(ページ抜粋):
□ □ □ □ □

MMAと武術は同列ではない。ただし、武術の4大要素である『観えている』状態、『先を取れている』状態、『間を制している』状態、『入れた状態』はMMAで往々にして見られる。

武術の原理原則、再現性がそれを可能にするが、武術の修練を積む選手が試合に出て武術を意識して勝てるものではないというのが、武術空手・剛毅會の岩﨑達也宗師の考えだ。距離とタイミングを一対とする武術。対してMMAは距離とタイミングを別モノとして捉えるスポーツだ。ここでは質量といった武術の観点──から、少し離れ、ダスティン・ポイエー✖コナー・マクレガーにも見られたカーフを蹴った選手が負傷するという事例の多さについて追及したい。

□ □ □ □ □

(課題用リスト):
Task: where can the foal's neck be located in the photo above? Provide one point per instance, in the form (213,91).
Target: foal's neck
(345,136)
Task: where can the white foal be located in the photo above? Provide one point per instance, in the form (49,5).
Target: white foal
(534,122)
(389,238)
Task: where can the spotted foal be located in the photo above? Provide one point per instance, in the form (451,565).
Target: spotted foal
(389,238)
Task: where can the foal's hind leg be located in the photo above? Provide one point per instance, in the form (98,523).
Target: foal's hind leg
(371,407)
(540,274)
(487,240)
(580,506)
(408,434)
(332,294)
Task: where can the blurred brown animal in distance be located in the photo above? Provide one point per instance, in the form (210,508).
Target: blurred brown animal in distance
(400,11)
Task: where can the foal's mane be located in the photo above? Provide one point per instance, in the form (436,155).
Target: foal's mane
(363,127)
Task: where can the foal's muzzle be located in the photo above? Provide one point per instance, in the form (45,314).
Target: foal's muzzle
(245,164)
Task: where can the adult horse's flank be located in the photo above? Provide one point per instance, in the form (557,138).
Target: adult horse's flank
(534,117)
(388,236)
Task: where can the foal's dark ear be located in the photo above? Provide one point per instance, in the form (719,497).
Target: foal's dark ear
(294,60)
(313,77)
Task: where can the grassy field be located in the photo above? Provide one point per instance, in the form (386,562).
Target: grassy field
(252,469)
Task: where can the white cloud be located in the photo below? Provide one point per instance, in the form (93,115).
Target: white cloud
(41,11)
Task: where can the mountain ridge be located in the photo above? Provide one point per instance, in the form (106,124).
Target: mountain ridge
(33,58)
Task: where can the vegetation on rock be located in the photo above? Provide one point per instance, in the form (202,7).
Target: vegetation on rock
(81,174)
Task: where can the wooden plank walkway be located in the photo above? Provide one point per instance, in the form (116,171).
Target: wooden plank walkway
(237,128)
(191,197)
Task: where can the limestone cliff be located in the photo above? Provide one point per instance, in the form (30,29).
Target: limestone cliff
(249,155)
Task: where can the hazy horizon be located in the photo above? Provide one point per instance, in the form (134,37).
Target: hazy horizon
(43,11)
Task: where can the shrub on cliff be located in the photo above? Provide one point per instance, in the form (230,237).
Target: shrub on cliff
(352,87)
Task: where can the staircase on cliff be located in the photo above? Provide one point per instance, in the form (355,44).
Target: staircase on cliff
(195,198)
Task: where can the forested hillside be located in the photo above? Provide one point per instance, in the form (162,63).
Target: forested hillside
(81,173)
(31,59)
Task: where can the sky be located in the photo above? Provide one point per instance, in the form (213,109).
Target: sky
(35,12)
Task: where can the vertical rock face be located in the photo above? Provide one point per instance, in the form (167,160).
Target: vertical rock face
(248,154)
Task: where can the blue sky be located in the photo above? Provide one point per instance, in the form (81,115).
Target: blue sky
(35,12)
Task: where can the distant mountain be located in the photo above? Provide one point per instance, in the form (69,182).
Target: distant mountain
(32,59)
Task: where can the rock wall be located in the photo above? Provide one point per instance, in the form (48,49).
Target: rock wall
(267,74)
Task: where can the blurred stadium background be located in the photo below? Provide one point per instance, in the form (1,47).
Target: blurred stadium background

□ □ □ □ □

(取り組む課題):
a) 抜粋の記述に基づいて、次の問いに答えなさい。
(i) 武術の4大要素として挙げられている状態は何か。
(ii) 岩﨑達也宗師はどの流派の宗師とされているか。
(iii) MMAは距離とタイミングをどのように捉えるスポーツだと述べられているか。
b) リストの中で「forested」という文字列を含む行を数え、その数だけを答えなさい。大文字と小文字は区別すること。
抜粋とリストの内容は互いに関係がありません。

(解答):
a)
(i) 『観えている』状態、『先を取れている』状態、『間を制している』状態、『入れた状態』
(ii) 武術空手・剛毅會
(iii) 距離とタイミングを別モノとして捉える

b) 2